Given entries:
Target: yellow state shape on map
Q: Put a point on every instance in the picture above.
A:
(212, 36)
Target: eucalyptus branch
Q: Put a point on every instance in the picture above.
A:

What to do: From the first line to the last, transcribe the data exactly.

Expected answer:
Target: yellow state shape on map
Q: Put a point on every instance in the picture above.
A:
(212, 36)
Target: eucalyptus branch
Q: Put a point on every instance in the picture above.
A:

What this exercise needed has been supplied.